==== The data ====

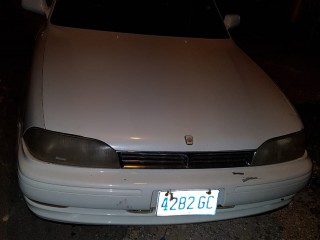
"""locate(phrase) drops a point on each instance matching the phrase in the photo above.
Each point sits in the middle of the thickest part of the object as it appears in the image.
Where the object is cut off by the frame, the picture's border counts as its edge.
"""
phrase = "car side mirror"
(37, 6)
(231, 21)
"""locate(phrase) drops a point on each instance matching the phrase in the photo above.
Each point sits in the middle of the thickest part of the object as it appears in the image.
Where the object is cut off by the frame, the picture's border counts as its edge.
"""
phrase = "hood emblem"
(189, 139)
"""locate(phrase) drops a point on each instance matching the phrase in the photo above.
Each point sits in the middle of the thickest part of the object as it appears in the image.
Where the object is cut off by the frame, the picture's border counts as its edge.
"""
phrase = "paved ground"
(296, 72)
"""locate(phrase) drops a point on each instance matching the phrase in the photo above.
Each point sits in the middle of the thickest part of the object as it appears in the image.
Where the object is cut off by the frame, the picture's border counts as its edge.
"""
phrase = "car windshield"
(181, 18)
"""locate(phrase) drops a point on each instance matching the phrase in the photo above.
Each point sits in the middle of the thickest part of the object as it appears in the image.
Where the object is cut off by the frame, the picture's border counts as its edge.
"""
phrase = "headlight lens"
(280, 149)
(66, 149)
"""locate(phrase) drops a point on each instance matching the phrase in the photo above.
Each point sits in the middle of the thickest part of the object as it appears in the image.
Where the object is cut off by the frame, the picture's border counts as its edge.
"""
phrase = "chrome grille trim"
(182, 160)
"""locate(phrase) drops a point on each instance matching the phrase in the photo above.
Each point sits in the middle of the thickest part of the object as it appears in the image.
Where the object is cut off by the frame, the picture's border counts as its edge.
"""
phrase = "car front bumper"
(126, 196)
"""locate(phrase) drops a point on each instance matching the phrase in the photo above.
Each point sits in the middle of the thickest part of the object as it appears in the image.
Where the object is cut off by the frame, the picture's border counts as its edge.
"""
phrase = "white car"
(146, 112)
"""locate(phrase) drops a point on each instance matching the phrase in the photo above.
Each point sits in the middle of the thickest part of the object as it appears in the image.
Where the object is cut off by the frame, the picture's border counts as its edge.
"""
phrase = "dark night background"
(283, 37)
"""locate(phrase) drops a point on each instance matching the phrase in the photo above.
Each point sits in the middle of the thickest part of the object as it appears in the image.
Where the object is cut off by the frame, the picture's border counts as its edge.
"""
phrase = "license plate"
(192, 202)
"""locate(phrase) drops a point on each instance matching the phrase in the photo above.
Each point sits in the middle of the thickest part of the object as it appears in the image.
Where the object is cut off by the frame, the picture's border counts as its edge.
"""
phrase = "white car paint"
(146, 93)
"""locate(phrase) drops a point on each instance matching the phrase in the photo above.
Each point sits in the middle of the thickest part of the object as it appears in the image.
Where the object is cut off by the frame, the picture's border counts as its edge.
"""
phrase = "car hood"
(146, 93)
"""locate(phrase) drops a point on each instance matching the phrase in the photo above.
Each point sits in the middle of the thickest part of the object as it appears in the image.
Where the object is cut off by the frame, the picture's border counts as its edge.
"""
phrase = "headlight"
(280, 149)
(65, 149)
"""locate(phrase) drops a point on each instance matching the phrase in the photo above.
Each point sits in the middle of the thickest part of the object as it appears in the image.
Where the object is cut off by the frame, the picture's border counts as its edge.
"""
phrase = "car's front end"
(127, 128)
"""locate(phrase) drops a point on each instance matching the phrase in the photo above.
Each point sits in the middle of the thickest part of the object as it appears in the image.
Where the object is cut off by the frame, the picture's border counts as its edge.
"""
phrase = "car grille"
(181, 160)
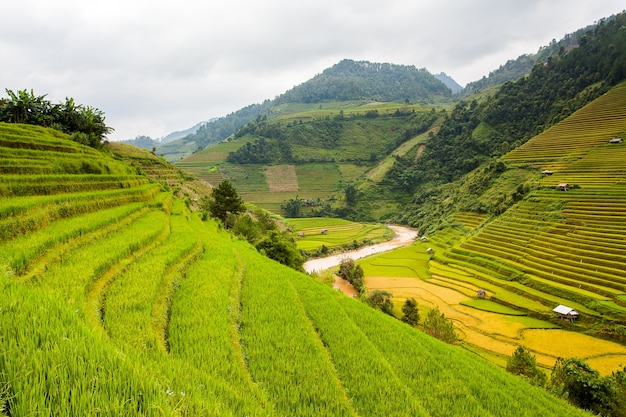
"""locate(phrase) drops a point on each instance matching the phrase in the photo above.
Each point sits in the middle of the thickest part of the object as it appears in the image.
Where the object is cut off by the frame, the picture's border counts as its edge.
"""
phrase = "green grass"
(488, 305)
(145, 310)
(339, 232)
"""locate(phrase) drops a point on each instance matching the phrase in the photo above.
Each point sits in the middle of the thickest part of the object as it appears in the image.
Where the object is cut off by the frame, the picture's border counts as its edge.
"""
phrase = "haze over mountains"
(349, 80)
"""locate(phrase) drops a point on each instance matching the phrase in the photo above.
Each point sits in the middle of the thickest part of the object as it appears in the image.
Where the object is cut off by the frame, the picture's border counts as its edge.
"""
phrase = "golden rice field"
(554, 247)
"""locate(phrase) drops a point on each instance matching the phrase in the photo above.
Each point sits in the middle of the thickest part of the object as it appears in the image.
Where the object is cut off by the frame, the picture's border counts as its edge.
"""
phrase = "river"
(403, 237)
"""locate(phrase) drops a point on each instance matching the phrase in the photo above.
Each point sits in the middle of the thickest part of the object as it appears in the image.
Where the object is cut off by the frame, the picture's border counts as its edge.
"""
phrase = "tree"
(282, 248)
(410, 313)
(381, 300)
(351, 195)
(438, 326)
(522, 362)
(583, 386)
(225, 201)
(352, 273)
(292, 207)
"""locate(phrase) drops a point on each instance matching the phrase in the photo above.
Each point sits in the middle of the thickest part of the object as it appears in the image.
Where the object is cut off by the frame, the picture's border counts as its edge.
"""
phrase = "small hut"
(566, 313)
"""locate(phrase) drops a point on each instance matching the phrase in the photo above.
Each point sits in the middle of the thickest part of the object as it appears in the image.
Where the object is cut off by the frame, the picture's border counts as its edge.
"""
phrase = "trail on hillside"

====

_Your instructions_
How many lines in the listing above contain the string "grille"? Treat uppercase and lowercase as different, and reply with the number alone.

_Solution to this exercise_
2